>> Begin SELECTED EXCERPT

In the evaluation of “Cactus Jack” Garner, the Texan vice president who eventually tired of providing conservative cover to Franklin Roosevelt, the Number Two title in US politics was “not worth a bucket of warm piss.” It’s tempting to dismiss Labour’s deputy leadership role—suddenly up for grabs after Angela Rayner’s resignation on Friday—in much the same way. When it comes to the power that will directly accrue to her successor, Cactus Jack remains a sound guide. And yet there’s a paradox here. The coming contest to acquire a traditionally impotent office could be convulsive, even profound.
The position has not proved a good springboard to the party’s leadership, still less No 10. The only postwar example of a deputy going on to become Labour leader is the unhappy case of Michael Foot. The most significant deputy leaders—such as George Brown or John Prescott—are not mainly remembered for changing party policy. Their principal role was to show to the part of the party that wasn’t best-pleased with an incumbent leader that it still had a seat at the table. One previous incumbent, the now little-remembered Ted Short, who deputised through Harold Wilson’s last four years, called his memoir I Knew My Place.
Rayner may look like a serious exception, because she certainly was a major force in the government. But this was because she had very specific ambitions on housing and workers’ rights, a major department to advance them and exceptionally sharp political antennae. It’s much less obvious that being the titular deputy provided much additional leverage once she got to Whitehall. There were always sharp limits to her sway on the government’s big strategic calls, as her frustrated—and leaked—appeal for a pivot towards more progressive taxes revealed earlier this year.
Keir Starmer has pre-empted the political battle for a new understudy within the party by immediately anointing David Lammy as deputy PM. This move underlines the reality that the coming internal party contest for a new deputy leader has no necessary read-across into the government, and bluntly signals that Starmer does not intend to be constrained by it in shaping his cabinet.

>> End SELECTED EXCERPT
>> Begin MATERIAL

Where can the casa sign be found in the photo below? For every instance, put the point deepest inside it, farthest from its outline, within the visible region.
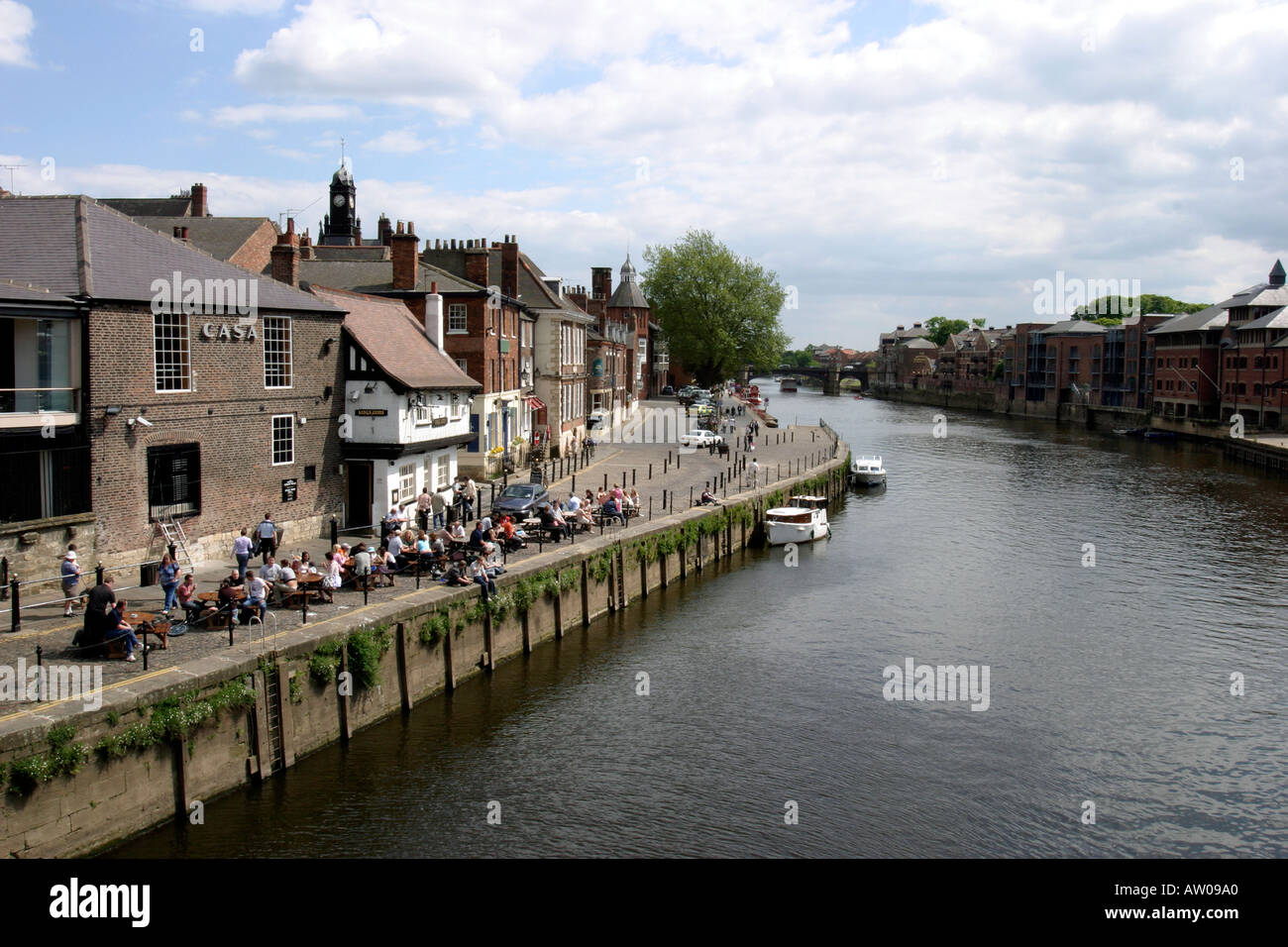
(224, 333)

>> End MATERIAL

WHAT YOU WILL DO:
A) Using the passage on Labour's deputy leadership, say whether each statement agrees with it: (i) Michael Foot is the only postwar deputy who went on to become Labour leader; (ii) Ted Short was deputy through Harold Wilson's first four years; (iii) Keir Starmer named David Lammy as deputy PM. Answer yes or no for each, quoting the deciding words.
B) Repeat the passage on Labour's deputy leadership from "The position has" to "Knew My Place.".
The listing comes from a separate source.

COMPLETE ANSWERS:
A)
(i) Yes: "The only postwar example of a deputy going on to become Labour leader is the unhappy case of Michael Foot."
(ii) No: "who deputised through Harold Wilson’s last four years"
(iii) Yes: "immediately anointing David Lammy as deputy PM"

B)
The position has not proved a good springboard to the party’s leadership, still less No 10. The only postwar example of a deputy going on to become Labour leader is the unhappy case of Michael Foot. The most significant deputy leaders—such as George Brown or John Prescott—are not mainly remembered for changing party policy. Their principal role was to show to the part of the party that wasn’t best-pleased with an incumbent leader that it still had a seat at the table. One previous incumbent, the now little-remembered Ted Short, who deputised through Harold Wilson’s last four years, called his memoir I Knew My Place.